Set problem: Arrange the lines of the data starting at the line containing "of the cream" and ending at the line containing "[[332, 233], [554, 319]]", both included, as a numbered list with any blank lines omitted.

[Labeled-object pointing entries]
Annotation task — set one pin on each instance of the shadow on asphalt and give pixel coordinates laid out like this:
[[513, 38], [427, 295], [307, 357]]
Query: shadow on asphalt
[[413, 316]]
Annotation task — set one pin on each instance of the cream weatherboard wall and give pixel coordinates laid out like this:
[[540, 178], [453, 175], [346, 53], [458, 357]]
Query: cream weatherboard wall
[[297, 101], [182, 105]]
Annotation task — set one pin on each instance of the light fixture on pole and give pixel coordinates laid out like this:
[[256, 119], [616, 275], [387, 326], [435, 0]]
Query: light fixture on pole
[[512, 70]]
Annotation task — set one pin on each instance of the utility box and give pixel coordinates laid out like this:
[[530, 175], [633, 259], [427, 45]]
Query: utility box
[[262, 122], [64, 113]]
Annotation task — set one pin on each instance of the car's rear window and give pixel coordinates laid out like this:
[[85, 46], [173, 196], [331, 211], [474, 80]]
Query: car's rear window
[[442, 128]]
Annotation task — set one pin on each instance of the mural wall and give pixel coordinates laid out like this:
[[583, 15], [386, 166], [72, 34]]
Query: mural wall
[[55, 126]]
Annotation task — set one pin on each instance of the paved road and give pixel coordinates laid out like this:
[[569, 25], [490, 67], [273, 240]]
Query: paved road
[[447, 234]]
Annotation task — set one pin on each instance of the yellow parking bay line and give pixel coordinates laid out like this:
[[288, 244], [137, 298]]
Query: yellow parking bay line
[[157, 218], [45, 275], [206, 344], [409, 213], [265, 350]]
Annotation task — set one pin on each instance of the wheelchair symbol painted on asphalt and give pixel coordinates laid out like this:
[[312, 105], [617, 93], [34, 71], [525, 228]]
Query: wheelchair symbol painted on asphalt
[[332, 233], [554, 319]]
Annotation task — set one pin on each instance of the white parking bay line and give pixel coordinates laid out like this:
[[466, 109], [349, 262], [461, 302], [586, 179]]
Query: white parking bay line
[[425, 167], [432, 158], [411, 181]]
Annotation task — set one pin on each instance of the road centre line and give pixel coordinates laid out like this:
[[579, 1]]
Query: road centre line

Answer to the exercise:
1. Annotation task — set one pin on each instance of the cream weatherboard wall and give pixel coordinates laid out like this:
2. [[540, 178], [453, 175], [346, 53], [458, 357]]
3. Query: cream weatherboard wall
4. [[297, 101], [182, 105]]
5. Annotation task — set one pin on each instance of the light fixture on pole and give pixel coordinates laid out like this:
6. [[256, 119], [616, 275], [387, 326], [435, 0]]
7. Query: light fixture on pole
8. [[512, 70]]
9. Annotation task — set one pin on each instance of the utility box and give pixel coordinates laid out like this:
10. [[530, 175], [633, 259], [427, 45]]
11. Query: utility box
12. [[262, 122], [64, 113]]
13. Annotation task — set one pin on each instance of the car's rear window and give pixel coordinates laid out like this:
14. [[85, 46], [173, 196], [331, 211], [474, 80]]
15. Query: car's rear window
16. [[442, 128]]
17. Annotation task — set one pin on each instance of the mural wall and give pixel coordinates laid out like this:
18. [[583, 15], [386, 166], [72, 34]]
19. Query: mural wall
20. [[55, 126]]
21. Annotation task — set one pin on each instance of the paved road and give pixel coordinates laid out like this:
22. [[569, 25], [490, 67], [273, 240]]
23. Query: paved road
24. [[447, 234]]
25. Annotation task — set one pin on each instance of the yellow parking bay line and give pixel coordinates laid out like this:
26. [[288, 244], [137, 298]]
27. Query: yellow parking bay line
28. [[157, 218], [45, 275], [206, 344], [409, 213], [265, 350]]
29. Annotation task — set one pin on each instance of the wheelchair symbol painted on asphalt and give pixel coordinates laid out like this:
30. [[312, 105], [617, 93], [34, 71], [525, 228]]
31. Query: wheelchair symbol painted on asphalt
32. [[332, 233], [554, 319]]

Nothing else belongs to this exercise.